PROVIDED TEXT:
►

Healthy and delicious oat almond banana bars , great for breakfast, snacks or dessert! They are vegan, oil-free, gluten-free and added sugar-free (except for the chocolate chips). Only 5 ingredients, too!
Healthy, Easy Delicious Banana Bars
Oh, the bananas. We keep buying them and eating them, while also allowing countless more to go brown on the countertop.
So I keep coming up with new ways to use them up. If you are reading this, it’s likely you, too, have some bananas waiting to be mashed and mixed into a delicious treat.
You came to the right place. I found inspiration for a new banana recipe while (re-)making my 3-ingredient Almond Oat Focaccia Bread the other day. Almond flour and oats work in delicious harmony in the recipe. I decided I needed to test drive the combination with some bananas in the mix.
My banana experiment–Oat and almond flour bars, for breakfast, snacks or dessert– passed the test with high marks!
Oil-Free, Gluten-Free, Banana-Sweetened Bars
Looking for a banana bar recipe that has it all? This one does. Ironically, it does so with very little. Specifically, five familiar ingredients:
- Rolled Oats (certified gluten-free, as needed)

◄

COMPLETE THE FOLLOWING:
a) In the banana bars text, which recipe was the author making when the idea for the bars came up?
b) Reproduce the passage of the banana bars text that begins at the words "You came to" and stops after "with high marks!".
These entries come from a source separate from the banana bars text.

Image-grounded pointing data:

►

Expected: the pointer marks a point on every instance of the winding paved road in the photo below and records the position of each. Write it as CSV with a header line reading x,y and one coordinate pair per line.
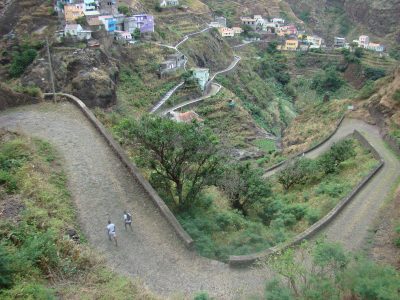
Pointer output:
x,y
102,188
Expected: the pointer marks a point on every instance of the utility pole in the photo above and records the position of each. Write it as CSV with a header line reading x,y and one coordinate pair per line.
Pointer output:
x,y
51,70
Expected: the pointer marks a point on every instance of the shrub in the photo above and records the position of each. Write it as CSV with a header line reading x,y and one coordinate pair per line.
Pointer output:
x,y
298,171
338,153
201,296
372,73
274,290
328,81
6,269
396,96
21,60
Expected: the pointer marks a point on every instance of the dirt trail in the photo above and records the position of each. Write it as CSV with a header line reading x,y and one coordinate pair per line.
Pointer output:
x,y
102,188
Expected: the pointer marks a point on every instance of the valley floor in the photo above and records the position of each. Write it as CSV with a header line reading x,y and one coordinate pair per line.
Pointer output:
x,y
102,188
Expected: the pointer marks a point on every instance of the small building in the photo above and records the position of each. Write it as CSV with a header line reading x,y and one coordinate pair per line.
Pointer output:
x,y
76,31
291,45
221,21
237,30
314,41
73,12
339,42
143,22
169,3
226,32
363,41
91,5
123,36
201,75
186,117
287,30
108,7
249,22
172,63
109,23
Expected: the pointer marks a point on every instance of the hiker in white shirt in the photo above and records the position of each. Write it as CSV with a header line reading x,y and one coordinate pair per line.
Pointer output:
x,y
127,220
111,232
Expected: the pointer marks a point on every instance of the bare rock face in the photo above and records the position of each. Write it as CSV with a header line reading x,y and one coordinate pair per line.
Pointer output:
x,y
86,73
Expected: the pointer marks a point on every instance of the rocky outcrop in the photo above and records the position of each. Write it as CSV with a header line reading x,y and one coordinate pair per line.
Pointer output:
x,y
88,74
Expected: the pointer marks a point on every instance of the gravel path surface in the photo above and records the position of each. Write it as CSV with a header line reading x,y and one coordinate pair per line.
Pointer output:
x,y
102,188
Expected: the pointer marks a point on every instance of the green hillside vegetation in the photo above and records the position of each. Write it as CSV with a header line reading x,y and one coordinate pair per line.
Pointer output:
x,y
229,208
326,271
37,258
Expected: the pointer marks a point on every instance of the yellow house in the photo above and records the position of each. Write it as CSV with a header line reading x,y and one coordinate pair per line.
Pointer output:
x,y
225,31
291,45
73,12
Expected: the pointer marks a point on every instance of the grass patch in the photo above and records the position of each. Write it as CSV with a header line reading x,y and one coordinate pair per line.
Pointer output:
x,y
38,260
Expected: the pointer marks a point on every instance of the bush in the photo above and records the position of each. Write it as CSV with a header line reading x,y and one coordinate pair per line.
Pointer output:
x,y
372,73
329,81
338,153
396,96
6,269
298,171
21,60
274,290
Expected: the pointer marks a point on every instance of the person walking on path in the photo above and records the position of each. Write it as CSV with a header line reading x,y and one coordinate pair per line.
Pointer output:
x,y
111,232
127,220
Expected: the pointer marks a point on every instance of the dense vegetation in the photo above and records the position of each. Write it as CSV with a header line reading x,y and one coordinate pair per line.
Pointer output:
x,y
229,208
38,260
332,274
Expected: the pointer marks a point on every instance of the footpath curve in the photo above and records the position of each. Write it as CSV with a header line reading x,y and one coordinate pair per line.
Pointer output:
x,y
102,188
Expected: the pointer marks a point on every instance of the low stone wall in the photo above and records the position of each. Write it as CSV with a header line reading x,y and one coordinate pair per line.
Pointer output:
x,y
310,149
9,98
188,241
245,260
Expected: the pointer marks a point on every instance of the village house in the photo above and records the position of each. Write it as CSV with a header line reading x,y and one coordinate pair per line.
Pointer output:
x,y
76,31
201,75
73,12
169,3
109,7
226,32
237,30
144,22
186,117
314,41
363,41
291,45
287,30
91,5
339,42
376,47
109,23
172,63
249,22
123,36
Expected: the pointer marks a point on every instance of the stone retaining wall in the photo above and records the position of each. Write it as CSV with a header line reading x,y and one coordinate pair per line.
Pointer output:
x,y
245,260
133,170
310,149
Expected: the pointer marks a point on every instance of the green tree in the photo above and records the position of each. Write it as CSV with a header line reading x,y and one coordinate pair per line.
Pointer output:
x,y
137,34
181,156
6,269
21,60
244,186
298,171
330,80
339,152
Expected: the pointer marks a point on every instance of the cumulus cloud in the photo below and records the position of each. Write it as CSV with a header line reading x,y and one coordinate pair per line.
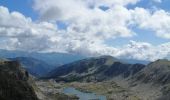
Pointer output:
x,y
158,1
158,21
88,27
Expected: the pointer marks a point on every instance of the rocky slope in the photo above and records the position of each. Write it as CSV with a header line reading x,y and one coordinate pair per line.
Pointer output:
x,y
14,82
94,69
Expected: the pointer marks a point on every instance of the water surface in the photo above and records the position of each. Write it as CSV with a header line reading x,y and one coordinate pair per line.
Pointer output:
x,y
83,95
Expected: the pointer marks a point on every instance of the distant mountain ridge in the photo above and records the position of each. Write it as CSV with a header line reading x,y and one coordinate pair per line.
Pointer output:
x,y
54,59
95,69
34,66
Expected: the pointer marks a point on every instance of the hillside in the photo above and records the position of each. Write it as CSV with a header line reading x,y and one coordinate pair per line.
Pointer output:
x,y
53,59
94,69
34,66
14,82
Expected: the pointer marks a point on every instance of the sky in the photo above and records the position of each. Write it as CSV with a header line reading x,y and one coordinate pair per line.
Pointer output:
x,y
131,29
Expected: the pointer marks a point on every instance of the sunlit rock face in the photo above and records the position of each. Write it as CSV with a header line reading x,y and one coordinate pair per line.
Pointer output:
x,y
14,82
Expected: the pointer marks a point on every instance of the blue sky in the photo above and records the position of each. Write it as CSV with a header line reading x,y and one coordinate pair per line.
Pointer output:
x,y
74,29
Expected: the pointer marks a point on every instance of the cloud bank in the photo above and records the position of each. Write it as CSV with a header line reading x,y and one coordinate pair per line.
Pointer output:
x,y
87,26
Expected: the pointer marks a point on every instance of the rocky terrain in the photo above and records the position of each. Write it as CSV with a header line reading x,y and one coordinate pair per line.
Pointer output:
x,y
140,82
14,82
105,75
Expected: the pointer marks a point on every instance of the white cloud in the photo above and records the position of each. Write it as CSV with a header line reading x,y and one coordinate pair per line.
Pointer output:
x,y
88,27
157,1
158,21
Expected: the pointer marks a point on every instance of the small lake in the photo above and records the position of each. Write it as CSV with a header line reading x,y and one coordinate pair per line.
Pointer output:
x,y
83,95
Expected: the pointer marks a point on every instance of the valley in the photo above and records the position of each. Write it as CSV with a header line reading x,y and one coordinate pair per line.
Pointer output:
x,y
102,78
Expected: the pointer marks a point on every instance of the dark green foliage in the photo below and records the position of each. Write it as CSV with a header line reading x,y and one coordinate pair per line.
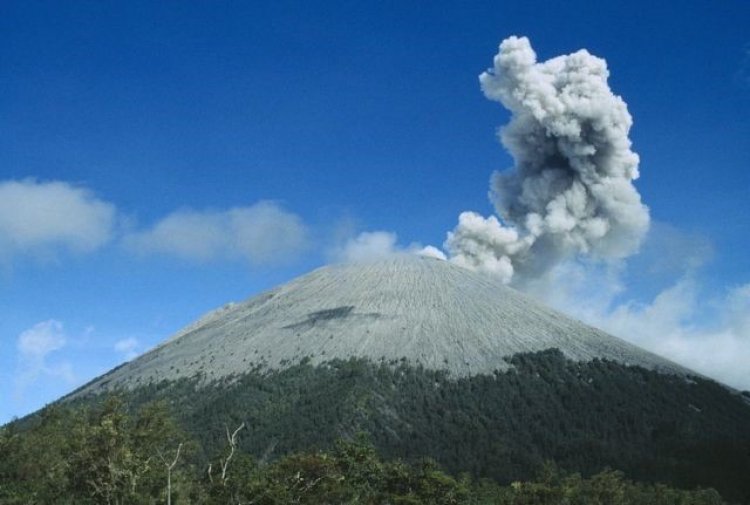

◄

TASK RESPONSES:
a) The author's 3-ingredient Almond Oat Focaccia Bread.

b)
You came to the right place. I found inspiration for a new banana recipe while (re-)making my 3-ingredient Almond Oat Focaccia Bread the other day. Almond flour and oats work in delicious harmony in the recipe. I decided I needed to test drive the combination with some bananas in the mix.
My banana experiment–Oat and almond flour bars, for breakfast, snacks or dessert– passed the test with high marks!